-- Source material follows --

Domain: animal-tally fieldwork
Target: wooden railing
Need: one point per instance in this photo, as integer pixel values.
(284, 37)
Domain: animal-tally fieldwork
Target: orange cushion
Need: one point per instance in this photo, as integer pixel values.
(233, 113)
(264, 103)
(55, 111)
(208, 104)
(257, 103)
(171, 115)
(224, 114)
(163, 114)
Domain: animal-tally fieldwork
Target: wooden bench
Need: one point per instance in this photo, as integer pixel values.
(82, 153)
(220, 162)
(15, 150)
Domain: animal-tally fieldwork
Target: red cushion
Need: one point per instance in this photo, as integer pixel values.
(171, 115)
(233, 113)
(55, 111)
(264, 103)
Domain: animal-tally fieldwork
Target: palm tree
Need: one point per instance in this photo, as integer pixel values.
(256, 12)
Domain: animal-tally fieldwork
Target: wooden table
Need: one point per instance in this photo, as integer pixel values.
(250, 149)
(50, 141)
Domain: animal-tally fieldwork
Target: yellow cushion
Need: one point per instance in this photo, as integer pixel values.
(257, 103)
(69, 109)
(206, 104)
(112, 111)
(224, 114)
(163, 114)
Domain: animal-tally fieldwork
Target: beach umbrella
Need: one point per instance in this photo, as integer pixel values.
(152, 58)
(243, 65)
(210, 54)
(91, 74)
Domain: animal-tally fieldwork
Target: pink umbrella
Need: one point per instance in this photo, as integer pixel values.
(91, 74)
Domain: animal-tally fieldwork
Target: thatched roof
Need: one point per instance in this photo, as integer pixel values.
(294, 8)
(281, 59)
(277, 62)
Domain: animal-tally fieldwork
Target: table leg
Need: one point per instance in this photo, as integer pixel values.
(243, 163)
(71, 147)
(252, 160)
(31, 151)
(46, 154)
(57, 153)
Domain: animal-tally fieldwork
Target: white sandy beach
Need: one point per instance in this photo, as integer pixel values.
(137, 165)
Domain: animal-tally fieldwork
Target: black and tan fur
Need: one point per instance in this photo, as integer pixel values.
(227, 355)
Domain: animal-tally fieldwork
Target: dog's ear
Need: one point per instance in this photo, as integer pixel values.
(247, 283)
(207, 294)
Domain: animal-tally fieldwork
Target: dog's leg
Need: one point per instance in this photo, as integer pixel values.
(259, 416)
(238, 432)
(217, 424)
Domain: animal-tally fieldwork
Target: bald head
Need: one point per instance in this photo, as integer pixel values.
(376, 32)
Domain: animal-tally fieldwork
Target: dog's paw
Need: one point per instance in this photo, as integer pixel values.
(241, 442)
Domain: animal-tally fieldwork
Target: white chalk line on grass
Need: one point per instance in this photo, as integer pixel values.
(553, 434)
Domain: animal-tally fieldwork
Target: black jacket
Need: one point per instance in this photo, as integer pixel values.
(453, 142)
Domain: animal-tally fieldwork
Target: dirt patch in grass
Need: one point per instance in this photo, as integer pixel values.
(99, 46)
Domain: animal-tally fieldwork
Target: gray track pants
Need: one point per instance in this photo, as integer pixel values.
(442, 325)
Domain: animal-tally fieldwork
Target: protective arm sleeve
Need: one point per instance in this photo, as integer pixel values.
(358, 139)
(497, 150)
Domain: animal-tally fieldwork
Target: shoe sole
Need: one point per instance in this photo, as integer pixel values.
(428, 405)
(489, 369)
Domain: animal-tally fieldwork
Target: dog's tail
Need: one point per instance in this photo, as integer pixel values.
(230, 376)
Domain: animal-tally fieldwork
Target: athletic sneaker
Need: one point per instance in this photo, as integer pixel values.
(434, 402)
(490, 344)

-- Source material concluded --

Reproduce every line from the preceding data in which the word "umbrella" can be found.

Target: beach umbrella
Target: pink umbrella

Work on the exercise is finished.